### DATASET EXCERPTS:
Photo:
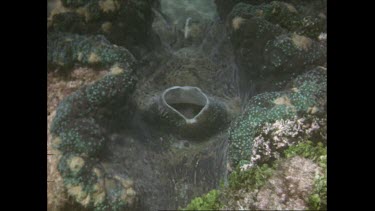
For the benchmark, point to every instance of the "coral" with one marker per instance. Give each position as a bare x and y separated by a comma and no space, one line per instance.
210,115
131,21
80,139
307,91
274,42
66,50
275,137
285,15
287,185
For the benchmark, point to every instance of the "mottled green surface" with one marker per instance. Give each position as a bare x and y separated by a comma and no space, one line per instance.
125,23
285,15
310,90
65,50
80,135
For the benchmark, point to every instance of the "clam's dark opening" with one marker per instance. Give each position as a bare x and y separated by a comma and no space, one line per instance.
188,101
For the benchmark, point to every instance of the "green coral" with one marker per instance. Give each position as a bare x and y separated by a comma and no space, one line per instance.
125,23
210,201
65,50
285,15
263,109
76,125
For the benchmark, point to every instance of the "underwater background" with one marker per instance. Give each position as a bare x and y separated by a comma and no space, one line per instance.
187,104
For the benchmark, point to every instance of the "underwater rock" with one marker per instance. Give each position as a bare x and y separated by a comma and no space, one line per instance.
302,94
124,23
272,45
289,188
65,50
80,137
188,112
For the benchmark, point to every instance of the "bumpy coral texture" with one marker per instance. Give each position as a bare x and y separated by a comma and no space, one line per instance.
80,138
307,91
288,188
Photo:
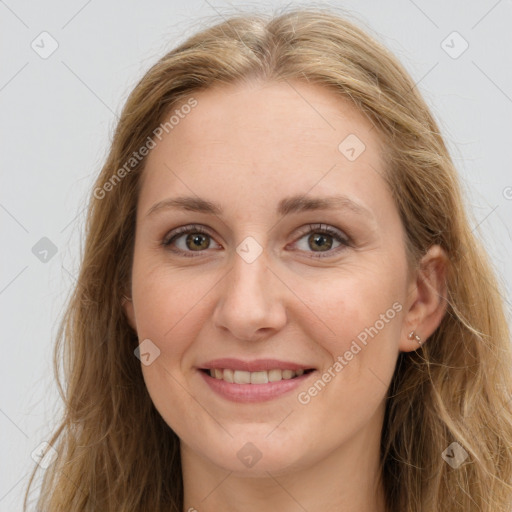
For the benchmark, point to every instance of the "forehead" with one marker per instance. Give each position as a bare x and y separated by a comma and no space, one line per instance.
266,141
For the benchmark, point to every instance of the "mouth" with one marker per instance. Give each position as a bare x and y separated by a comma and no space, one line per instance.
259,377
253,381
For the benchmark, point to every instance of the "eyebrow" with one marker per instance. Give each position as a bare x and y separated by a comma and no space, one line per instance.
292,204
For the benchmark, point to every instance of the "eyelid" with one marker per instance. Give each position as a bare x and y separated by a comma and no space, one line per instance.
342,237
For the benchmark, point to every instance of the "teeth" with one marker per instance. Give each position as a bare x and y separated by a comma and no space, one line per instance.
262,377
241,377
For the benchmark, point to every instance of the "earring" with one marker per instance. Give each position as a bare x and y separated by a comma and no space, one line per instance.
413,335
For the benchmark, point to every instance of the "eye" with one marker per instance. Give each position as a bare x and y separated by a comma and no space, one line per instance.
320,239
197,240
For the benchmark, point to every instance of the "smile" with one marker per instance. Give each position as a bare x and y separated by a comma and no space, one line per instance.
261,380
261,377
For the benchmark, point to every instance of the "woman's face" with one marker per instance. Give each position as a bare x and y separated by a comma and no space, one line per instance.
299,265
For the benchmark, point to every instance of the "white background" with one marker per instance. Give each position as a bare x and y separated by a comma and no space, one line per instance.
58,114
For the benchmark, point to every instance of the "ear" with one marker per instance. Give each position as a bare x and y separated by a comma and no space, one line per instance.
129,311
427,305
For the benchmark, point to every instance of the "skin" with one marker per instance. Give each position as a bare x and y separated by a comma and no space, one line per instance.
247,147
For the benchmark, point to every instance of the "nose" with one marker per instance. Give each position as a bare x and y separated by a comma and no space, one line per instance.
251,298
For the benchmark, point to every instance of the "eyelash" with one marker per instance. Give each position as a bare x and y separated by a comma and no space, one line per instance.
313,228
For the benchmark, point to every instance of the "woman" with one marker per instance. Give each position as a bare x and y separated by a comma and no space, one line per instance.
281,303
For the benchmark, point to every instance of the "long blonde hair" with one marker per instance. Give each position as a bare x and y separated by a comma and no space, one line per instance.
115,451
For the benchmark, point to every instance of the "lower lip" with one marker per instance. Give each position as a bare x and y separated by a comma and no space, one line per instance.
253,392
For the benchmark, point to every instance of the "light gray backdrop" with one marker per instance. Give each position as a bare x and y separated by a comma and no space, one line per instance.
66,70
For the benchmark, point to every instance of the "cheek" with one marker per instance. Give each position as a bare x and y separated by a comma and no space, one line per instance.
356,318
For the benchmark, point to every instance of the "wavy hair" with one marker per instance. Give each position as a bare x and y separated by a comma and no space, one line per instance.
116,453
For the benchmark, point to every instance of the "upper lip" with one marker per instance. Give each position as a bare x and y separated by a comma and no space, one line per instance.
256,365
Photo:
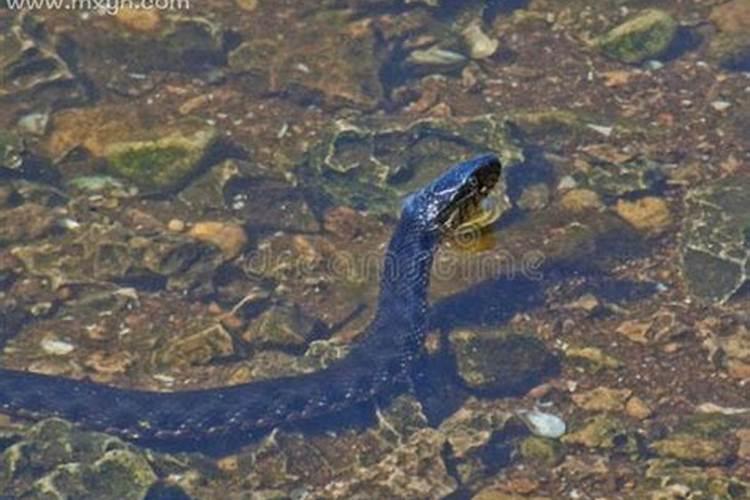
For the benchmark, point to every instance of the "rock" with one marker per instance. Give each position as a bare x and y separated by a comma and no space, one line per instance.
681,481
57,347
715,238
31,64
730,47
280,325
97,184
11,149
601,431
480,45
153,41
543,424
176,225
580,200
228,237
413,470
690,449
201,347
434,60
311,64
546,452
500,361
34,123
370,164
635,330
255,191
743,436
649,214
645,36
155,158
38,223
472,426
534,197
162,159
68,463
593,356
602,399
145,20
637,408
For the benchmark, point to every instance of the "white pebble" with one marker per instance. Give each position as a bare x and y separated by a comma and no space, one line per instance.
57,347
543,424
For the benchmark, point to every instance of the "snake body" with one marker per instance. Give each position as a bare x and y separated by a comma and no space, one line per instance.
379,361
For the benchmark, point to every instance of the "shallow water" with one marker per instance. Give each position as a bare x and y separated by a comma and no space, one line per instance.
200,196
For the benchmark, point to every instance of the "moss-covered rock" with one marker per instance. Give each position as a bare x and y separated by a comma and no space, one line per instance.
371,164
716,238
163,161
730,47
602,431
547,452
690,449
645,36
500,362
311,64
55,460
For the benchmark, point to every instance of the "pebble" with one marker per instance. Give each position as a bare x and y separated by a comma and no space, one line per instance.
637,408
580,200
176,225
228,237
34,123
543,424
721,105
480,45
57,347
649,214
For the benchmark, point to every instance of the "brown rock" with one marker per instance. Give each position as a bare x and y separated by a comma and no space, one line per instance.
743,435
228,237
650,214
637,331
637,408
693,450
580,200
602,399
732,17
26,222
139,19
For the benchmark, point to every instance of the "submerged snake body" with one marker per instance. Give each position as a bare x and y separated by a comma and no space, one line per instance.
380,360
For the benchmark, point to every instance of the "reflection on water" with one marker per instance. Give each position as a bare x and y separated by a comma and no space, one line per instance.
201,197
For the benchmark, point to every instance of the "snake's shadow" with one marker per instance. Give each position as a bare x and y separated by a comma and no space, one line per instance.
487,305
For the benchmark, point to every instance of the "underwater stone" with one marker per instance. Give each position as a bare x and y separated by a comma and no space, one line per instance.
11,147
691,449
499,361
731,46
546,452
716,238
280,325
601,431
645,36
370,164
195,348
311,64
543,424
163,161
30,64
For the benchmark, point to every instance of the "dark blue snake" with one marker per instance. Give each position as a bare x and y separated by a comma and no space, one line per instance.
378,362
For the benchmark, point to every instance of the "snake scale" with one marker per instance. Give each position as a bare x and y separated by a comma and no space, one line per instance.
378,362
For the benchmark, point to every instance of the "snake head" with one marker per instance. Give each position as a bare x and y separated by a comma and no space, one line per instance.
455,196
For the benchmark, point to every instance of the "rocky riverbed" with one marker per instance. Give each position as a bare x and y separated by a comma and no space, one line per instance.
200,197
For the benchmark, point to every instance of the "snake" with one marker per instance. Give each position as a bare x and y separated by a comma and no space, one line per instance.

### EXERCISE INSTRUCTIONS:
Pull out every line in the records above that contains the word "woman".

### ANSWER FOR THE TASK:
For the benchmark, point to every instance of the "woman's face" with one marker per instance. Give each position as a bare x and y separated by a comma and no space, one line per instance.
For the benchmark, point to every instance of the "woman" with one marker per instance. Give each position as a bare x and y separated by a comma and no space, one line per instance.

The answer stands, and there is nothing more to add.